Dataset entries
________________

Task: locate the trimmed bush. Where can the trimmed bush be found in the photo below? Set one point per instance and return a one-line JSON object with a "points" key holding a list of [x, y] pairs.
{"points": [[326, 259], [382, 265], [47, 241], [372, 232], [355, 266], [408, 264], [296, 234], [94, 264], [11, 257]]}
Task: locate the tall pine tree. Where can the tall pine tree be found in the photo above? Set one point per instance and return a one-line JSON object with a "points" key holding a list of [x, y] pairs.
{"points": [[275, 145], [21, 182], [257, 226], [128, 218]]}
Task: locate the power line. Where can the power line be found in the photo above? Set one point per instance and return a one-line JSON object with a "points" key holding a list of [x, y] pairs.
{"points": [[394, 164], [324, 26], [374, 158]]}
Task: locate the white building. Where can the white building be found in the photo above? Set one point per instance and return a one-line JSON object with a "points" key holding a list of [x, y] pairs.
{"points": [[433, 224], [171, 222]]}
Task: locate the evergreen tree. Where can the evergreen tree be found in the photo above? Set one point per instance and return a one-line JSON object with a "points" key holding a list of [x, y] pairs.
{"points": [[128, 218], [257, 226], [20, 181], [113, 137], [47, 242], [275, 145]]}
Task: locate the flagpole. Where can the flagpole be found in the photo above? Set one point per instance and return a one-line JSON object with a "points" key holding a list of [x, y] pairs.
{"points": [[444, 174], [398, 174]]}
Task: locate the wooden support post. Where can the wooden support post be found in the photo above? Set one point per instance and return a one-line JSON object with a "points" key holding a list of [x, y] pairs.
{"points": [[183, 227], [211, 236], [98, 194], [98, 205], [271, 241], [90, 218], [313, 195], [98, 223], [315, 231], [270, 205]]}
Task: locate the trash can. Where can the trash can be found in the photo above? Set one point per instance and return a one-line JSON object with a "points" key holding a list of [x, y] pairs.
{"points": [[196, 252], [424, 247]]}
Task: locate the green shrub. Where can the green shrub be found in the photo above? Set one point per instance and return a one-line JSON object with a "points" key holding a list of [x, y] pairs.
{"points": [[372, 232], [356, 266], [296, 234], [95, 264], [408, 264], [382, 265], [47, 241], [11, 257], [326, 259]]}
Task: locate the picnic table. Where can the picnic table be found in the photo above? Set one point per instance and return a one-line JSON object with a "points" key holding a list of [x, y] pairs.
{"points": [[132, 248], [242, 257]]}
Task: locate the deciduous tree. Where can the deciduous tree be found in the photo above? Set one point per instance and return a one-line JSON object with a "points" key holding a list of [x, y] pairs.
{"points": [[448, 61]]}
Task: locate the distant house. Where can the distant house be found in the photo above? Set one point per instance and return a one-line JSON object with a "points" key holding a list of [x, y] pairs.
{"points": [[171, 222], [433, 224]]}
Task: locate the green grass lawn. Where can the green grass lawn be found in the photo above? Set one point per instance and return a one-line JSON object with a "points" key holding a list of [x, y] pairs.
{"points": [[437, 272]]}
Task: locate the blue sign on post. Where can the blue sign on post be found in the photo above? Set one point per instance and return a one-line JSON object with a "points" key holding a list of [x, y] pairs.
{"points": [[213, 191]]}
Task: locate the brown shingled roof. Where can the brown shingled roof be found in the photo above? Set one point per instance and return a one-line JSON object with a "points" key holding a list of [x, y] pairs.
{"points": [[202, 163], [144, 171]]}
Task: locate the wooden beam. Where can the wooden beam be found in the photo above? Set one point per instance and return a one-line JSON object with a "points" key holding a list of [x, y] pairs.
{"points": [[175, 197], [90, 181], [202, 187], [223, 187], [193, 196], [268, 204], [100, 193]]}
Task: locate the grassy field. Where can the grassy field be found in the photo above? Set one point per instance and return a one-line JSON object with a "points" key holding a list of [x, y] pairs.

________________

* _What needs to be done_
Your task is to quote all of the data word for word.

* _Exercise output_
Task: locate the trimmed bush. Where can the trimmed bush be found in the photo below? Set one point per instance and return a one-line JSON object with a "points" key holding a list of [x, y] pairs.
{"points": [[326, 259], [382, 265], [47, 241], [372, 232], [355, 266], [408, 264], [296, 234], [94, 264], [11, 257]]}
Task: locate the tall pine tree. Where can the tall pine tree be found in the photo above? Set one point per instance and return a one-line JSON object with a "points" key holding a list of [x, y] pairs.
{"points": [[275, 145], [21, 182], [257, 226], [128, 218]]}
Task: locate the power line. Where can the power line be found in the photo above? Set one point per instance and return a one-line JSON object with a "points" key holding a list of [x, y] pairs.
{"points": [[394, 164], [324, 26], [374, 158]]}
Task: locate the white building. Where can the white building be found in the photo above? Set one point per instance and return a one-line JSON object with a "points" key holding a list of [x, y] pairs.
{"points": [[433, 224], [171, 222]]}
Task: locate the evergreen tree. Where can the evergreen tree be found in the photo above? Set one point per instance and return a one-line JSON object with a "points" key holding a list of [x, y] pairs.
{"points": [[128, 218], [257, 226], [20, 181], [113, 137], [47, 242], [275, 145]]}
Task: locate the flagpole. Where can the flagpole be found in the photo above? Set one point per instance and return a one-line JSON object with a "points" key holding a list of [x, y] pairs.
{"points": [[444, 174], [398, 174]]}
Task: locate the wooden support post. Where can the wooden support post be found in the photo above? Set one point per instance and return a one-line JSON object with a "points" key holding a list of [x, y] pairs.
{"points": [[183, 227], [211, 236], [98, 194], [98, 205], [271, 241], [90, 218], [313, 195], [98, 223], [315, 231], [270, 205]]}
Task: locate the trash can. Where can the trash can be found in the photo above? Set one point per instance and return a one-line JSON object with a "points" key holding a list of [x, y] pairs.
{"points": [[196, 252], [424, 247]]}
Task: locate the green shrub. Where can the green shrub be found in the photo above? Set one point per instance and return a one-line JSON object with a "points" key holding a list of [x, y] pairs.
{"points": [[372, 232], [356, 266], [296, 234], [95, 264], [408, 264], [382, 265], [47, 241], [11, 257], [326, 259]]}
Task: locate the picnic table. Where can the picnic table be found in the photo above? Set one point per instance and return a one-line JSON object with a "points" key holding a list of [x, y] pairs.
{"points": [[132, 248], [242, 257]]}
Task: locate the deciduous tree. Where can the deciduous tree be found in the photo above? Set one point per instance and return a one-line JSON object with a "points" key holding a list of [x, y] pairs.
{"points": [[448, 61]]}
Task: locate the distant house. Where can the distant house be found in the photo above? Set one point per instance and return a one-line JSON object with a "points" key holding a list of [x, y] pairs.
{"points": [[171, 222], [433, 224]]}
Task: locate the green grass lawn. Where can the green grass lawn be found in the photo above? Set one point per instance and return a one-line JSON object with a "points" key holding a list of [x, y] pairs.
{"points": [[437, 272]]}
Task: locate the blue sign on post. Where can the blue sign on post be found in the photo above? Set one point per instance and return a one-line JSON object with a "points" key holding a list of [x, y] pairs.
{"points": [[213, 191]]}
Task: locate the brown shingled roof. Where can the brown shingled roof be found in the photo above? Set one point per instance and return a one-line JSON object with a "points" key holding a list of [x, y] pairs.
{"points": [[202, 163], [144, 171]]}
Task: locate the wooden beam. Where can the wooden beam be found in the photo above? Set one point per instance and return a one-line JSON object with a "points" key holding a list of [x, y] pairs.
{"points": [[175, 197], [90, 181], [202, 187], [223, 187], [193, 196], [268, 204], [100, 193]]}
Task: locate the grassy field. Where can the grassy field be found in the photo above? Set one point per instance and return a one-line JSON object with a "points" key holding a list of [x, y] pairs.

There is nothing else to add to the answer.